**Activity**
From the data that follows, print exactly the lines starting at the one containing "of the foliage" and ending at the one containing "of the sunlight"; include both of them and nothing more.

**Provided material**
┌──

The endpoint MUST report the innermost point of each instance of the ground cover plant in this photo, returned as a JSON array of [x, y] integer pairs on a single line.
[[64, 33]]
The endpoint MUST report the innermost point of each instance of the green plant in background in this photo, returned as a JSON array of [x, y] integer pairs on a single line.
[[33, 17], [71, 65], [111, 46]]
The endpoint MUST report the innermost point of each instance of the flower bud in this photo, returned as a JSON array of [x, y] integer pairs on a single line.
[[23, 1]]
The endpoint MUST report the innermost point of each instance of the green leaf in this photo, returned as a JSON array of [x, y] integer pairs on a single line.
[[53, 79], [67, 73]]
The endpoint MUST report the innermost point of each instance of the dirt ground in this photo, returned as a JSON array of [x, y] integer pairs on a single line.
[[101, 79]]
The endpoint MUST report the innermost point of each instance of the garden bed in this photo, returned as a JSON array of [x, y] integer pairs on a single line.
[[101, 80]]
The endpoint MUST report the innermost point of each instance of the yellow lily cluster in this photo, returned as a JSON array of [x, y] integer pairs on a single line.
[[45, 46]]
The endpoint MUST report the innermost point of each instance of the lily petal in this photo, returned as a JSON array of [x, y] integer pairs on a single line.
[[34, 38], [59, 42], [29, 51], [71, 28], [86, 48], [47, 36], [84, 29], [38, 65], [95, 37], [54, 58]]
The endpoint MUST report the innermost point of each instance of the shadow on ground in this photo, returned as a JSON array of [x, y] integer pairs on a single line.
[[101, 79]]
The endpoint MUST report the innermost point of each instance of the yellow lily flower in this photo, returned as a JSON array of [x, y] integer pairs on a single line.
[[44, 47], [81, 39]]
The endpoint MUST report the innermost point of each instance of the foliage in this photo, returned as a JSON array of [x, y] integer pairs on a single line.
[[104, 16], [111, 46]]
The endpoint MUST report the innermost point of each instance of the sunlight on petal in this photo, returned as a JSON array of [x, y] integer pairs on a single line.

└──
┌──

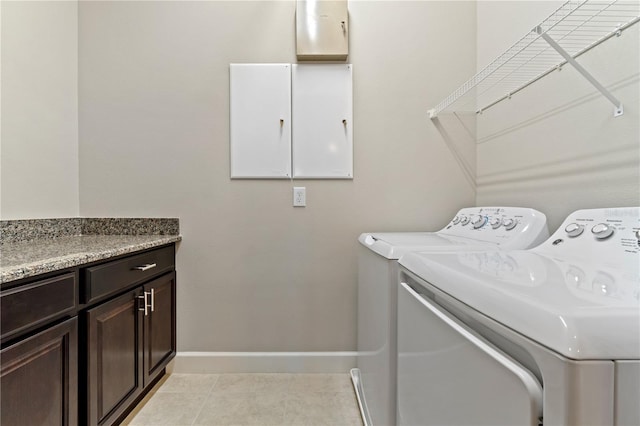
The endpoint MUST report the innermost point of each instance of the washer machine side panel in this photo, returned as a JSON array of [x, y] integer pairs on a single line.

└──
┌──

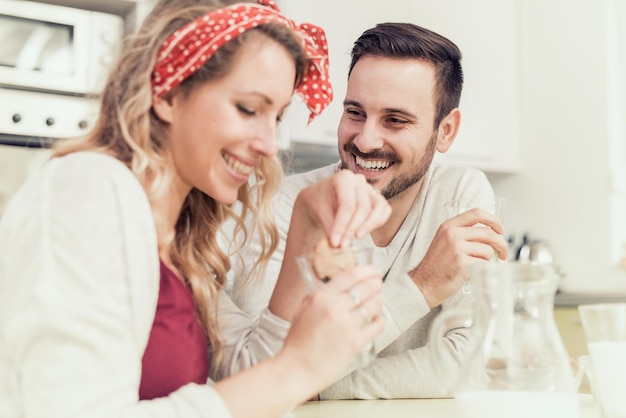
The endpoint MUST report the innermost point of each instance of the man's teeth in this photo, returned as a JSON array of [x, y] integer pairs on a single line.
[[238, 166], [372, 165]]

└──

**Result for this task**
The endpoint MUST report the innermost point of each instance of the foliage in this photo, returned as a JSON array of [x, y] integer pairs on a single line.
[[104, 16], [111, 46]]
The endpoint MUST report the innermost point of each instance of the sunlight on petal in this photo, returned as a JSON array of [x, y] integer pairs on a single line.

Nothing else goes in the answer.